GIVEN INSTRUCTION: Quote the Yamaha Grizzly 700 thread below word for word, from "## ALC-GregH (Nov" up to and including "a backup plower.".

# Yamaha Grizzly 700



## BlueRam2500 (Jan 15, 2005)

Anybody got one? Thinking of upgrading my Foreman to one of these and looking for some feedback from people who have one.


----------



## IPLOWSNO (Oct 11, 2008)

My buddy has one he likes it, what are you looking for more power?


----------



## ALC-GregH (Nov 26, 2008)

If you're looking for info on a Grizzly, check out www.grizzlycentral.com


----------



## BlueRam2500 (Jan 15, 2005)

More power is really all I'm after. I'll keep the foreman around for my fiancée and as a backup plower.


----------



## nautica0626 (Feb 7, 2009)

U wont be disappointed.. took me almost 3 years to pull the trigger on getting one.. I got good price and was exactly what I wanted...has tons of power an to me its the smoothest atv I ever rode.. I love it.. wish I would of done it long time ago... I say go for it.. awesome machines.. and fuel injection n power steering are sweet too.. let's us know what u pick n how it turns out


----------



## BlueRam2500 (Jan 15, 2005)

Thanks for the reply. I think I'm going to wait until next year and get one. Did you buy yours new?


----------



## nautica0626 (Feb 7, 2009)

Yes bought a 2011 in jan of 2012.. mrsp on it was 9800.. I got it with a 4 year warrenty for 6800.. couldn't pass that up.. love every second I did it


----------



## BlueRam2500 (Jan 15, 2005)

Wow where did you find that deal? Thats awesome I would definitely do that now.


----------



## nautica0626 (Feb 7, 2009)

Was a floor model n they needed it to go.. n my friend is awesome at making deals...he worked em over good..


----------



## JustJeff (Sep 9, 2009)

I don't know if Grizzlies have independant rear suspension, do they? That's the only type of machine I'd have. And also a minimum of a front differential lock. So, for me, between the independant rear suspension and true all wheel drive, that's why I like the Polaris Sportsman. Just my personal preference though.


----------



## BlueRam2500 (Jan 15, 2005)

They are independent rear. I had a 660 Grizzly back in 2004, liked the bike but didn't like the body roll going around a turn. Maybe some bigger tires and wheel spacers will fix that.

Nautica, thats an awesome price no matter what. If I don't get a new truck later this year, I'm going to go for a Grizzly. I got a price from Rusty Palmer's in PA for $9100 for a '13 with 3000lb winch and 60" plow installed which I thought was a good deal. I'll go for that if I decide to hang onto my truck for a little while longer.

COLLECTED MATERIAL:
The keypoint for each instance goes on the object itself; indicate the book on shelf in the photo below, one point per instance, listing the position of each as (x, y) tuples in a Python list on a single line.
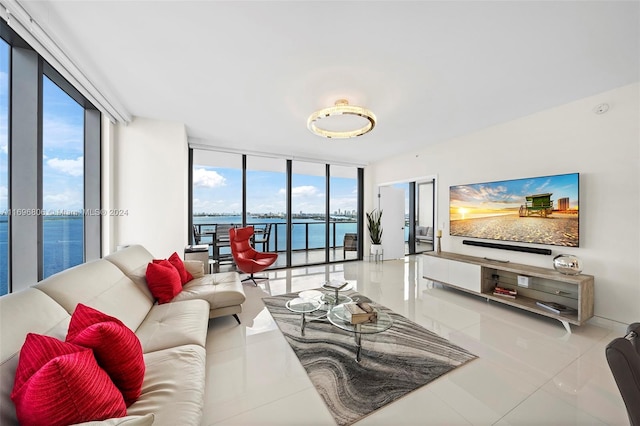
[(557, 308), (336, 284), (361, 312), (505, 292)]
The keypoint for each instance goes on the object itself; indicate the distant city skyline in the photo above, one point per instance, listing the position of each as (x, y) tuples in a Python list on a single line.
[(218, 190)]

CORRECT RESPONSE:
## ALC-GregH (Nov 26, 2008)

If you're looking for info on a Grizzly, check out www.grizzlycentral.com


----------



## BlueRam2500 (Jan 15, 2005)

More power is really all I'm after. I'll keep the foreman around for my fiancée and as a backup plower.